Begin at the line below that has "Target: brown eye" and stop after the line that has "Target: aircraft shadow on tarmac". Please restate only those lines, word for word.
════════════════════
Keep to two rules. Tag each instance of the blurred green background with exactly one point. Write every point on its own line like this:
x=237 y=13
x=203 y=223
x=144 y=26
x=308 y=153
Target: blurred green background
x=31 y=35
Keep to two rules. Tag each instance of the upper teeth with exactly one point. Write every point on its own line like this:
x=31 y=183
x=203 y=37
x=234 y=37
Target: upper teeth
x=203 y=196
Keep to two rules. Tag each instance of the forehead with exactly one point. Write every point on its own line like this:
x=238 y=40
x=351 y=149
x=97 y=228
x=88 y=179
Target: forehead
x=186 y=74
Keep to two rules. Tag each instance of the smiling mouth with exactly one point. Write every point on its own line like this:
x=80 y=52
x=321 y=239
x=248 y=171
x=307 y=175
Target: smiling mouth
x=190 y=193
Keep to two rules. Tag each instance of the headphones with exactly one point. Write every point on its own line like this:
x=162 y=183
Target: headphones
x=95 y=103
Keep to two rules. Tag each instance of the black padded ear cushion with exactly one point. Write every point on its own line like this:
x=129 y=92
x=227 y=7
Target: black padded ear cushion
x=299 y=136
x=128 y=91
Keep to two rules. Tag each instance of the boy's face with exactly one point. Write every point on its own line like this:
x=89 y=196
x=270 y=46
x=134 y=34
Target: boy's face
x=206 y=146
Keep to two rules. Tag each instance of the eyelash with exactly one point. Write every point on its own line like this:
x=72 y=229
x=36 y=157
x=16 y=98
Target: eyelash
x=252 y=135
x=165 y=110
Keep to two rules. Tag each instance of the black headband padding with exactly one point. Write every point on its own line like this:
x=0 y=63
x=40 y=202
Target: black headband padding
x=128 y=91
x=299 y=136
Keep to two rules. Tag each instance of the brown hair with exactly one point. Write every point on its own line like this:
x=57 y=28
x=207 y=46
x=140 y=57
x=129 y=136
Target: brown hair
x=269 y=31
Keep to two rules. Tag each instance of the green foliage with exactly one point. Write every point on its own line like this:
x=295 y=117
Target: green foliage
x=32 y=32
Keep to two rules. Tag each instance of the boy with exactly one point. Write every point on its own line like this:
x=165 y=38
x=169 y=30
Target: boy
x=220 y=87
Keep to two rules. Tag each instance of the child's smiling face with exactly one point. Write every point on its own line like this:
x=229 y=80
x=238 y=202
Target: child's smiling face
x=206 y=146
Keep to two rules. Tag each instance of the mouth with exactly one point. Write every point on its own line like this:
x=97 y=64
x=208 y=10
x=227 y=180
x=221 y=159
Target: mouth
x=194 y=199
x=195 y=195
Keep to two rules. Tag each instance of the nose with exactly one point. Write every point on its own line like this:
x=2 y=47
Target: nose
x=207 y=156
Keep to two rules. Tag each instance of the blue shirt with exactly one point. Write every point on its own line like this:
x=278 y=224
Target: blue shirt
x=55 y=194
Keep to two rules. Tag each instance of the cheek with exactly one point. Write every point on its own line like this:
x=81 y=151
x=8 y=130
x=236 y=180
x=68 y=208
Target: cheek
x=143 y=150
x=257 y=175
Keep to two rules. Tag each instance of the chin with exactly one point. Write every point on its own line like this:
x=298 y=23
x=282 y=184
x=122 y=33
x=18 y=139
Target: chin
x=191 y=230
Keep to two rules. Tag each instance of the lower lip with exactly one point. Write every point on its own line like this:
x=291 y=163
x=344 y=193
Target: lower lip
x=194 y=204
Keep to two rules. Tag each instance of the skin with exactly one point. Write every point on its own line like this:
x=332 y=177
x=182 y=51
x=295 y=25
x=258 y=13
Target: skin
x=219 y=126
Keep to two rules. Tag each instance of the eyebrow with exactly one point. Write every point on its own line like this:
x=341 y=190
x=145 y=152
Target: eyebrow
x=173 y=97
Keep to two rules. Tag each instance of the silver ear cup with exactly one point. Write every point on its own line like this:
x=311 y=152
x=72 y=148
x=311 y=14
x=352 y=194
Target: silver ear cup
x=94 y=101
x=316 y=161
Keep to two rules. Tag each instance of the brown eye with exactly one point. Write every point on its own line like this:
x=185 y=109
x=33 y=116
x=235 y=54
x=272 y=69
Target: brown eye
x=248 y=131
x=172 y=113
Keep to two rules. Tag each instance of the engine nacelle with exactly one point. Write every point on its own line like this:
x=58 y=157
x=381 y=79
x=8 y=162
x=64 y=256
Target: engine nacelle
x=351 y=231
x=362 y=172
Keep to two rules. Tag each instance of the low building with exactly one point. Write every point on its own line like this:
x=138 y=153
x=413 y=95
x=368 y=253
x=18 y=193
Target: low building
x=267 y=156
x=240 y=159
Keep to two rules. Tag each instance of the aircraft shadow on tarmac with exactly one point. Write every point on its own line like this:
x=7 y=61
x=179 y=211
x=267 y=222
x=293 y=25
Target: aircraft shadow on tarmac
════════════════════
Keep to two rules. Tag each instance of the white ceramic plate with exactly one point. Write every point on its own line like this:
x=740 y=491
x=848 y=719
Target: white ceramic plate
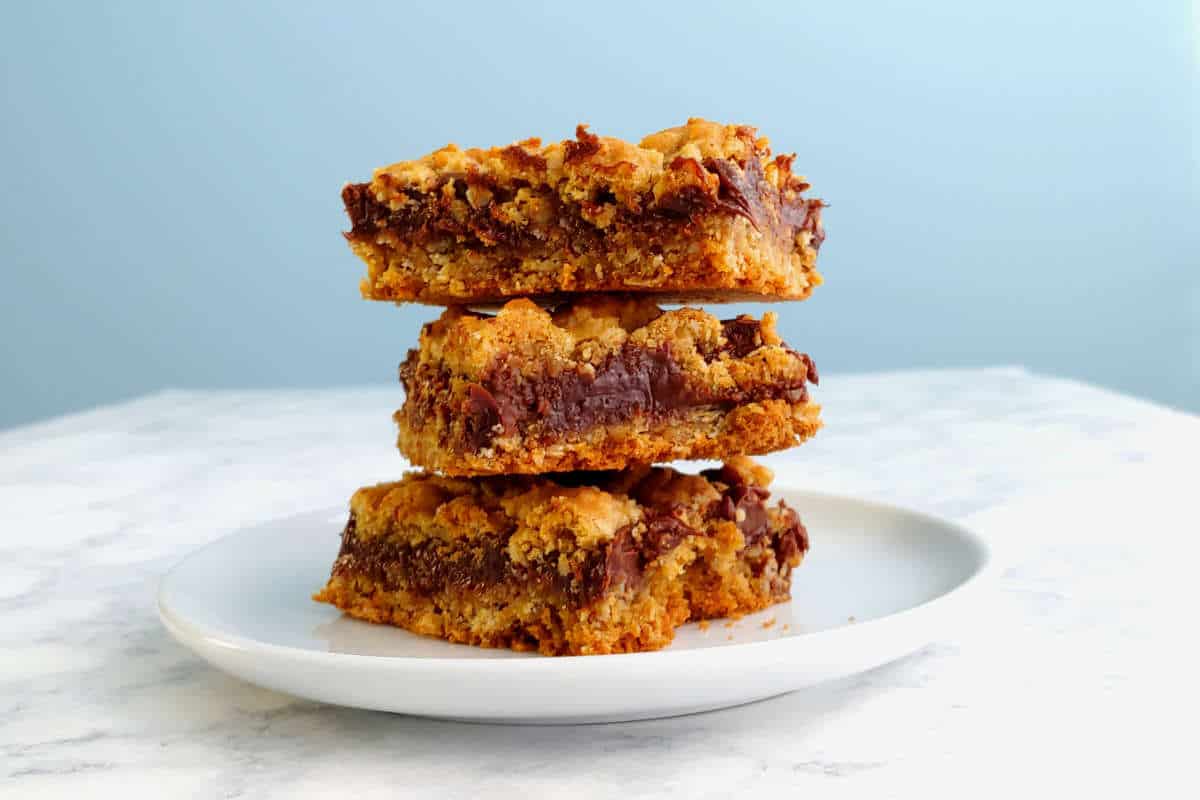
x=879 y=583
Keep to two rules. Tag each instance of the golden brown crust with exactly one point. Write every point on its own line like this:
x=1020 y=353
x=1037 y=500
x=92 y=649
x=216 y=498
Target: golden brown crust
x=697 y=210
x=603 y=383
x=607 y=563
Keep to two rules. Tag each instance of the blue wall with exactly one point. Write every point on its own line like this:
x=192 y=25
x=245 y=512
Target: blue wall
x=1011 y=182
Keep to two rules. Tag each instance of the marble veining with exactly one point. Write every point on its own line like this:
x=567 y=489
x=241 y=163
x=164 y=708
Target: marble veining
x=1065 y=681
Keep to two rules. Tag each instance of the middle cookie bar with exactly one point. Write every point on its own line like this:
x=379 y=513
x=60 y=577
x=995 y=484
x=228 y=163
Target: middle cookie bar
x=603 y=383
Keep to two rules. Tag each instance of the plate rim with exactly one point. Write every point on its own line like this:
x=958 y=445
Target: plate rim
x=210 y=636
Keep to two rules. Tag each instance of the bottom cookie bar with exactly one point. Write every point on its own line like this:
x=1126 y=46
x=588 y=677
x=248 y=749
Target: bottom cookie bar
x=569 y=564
════════════════════
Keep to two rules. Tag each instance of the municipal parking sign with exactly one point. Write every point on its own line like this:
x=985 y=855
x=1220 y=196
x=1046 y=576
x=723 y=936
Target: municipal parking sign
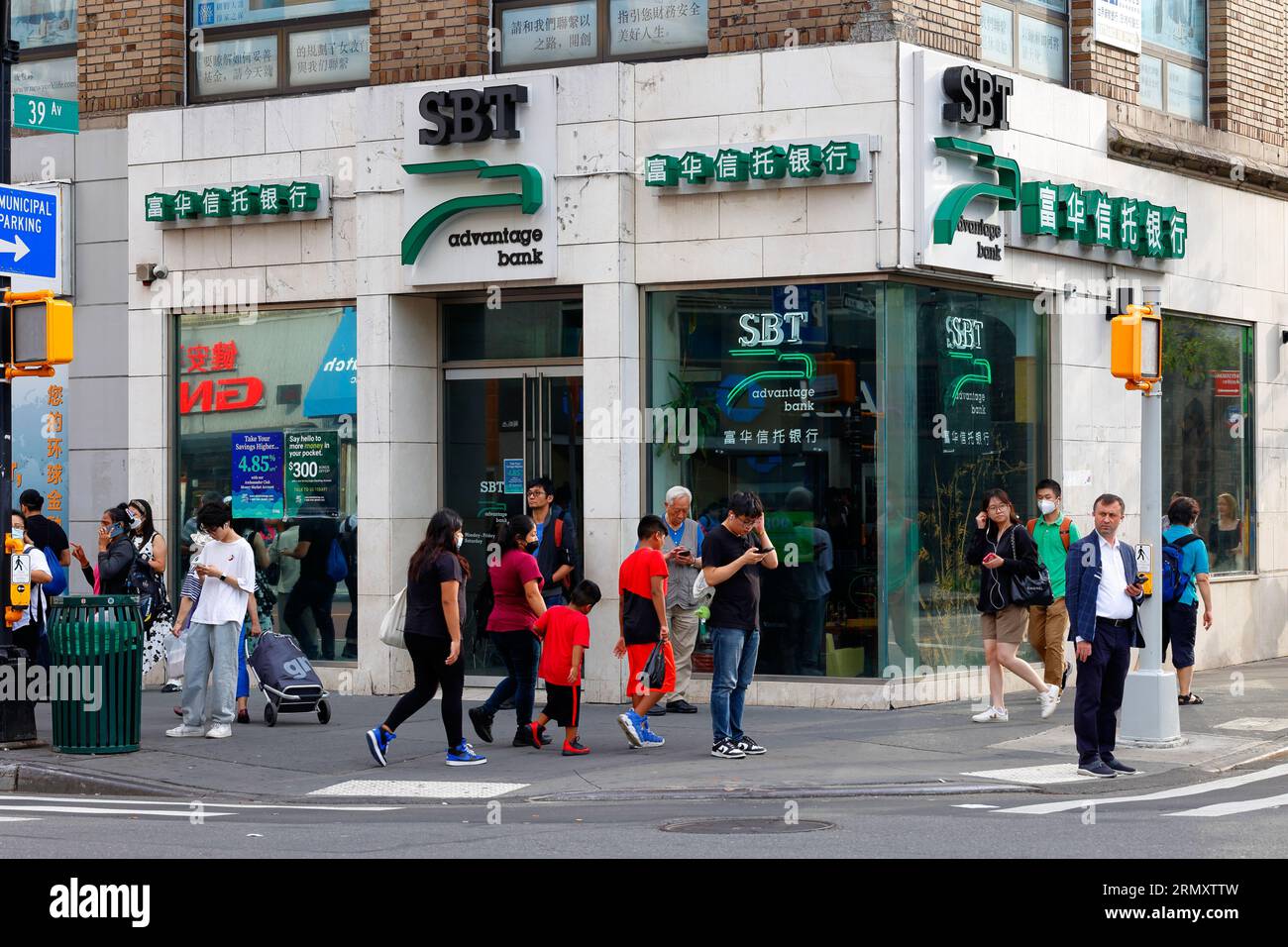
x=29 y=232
════════════════════
__Finished task__.
Target: brown eye
x=248 y=131
x=172 y=113
Keep to two rules. Tag each instance of the engine nacelle with exactly one point. Write every point on its own line like this:
x=58 y=157
x=381 y=79
x=8 y=162
x=64 y=256
Target: engine nacelle
x=351 y=231
x=362 y=172
Keep to two rules. Tag each instance of the low building with exactly one point. Write every point on its own line like this:
x=138 y=153
x=413 y=95
x=368 y=253
x=18 y=193
Target: low building
x=267 y=156
x=240 y=159
Keep to two rules. Tag each instance of the aircraft shadow on tarmac with exactly one point. Write every point on its own line like this:
x=7 y=61
x=179 y=211
x=267 y=222
x=293 y=25
Target: aircraft shadow on tarmac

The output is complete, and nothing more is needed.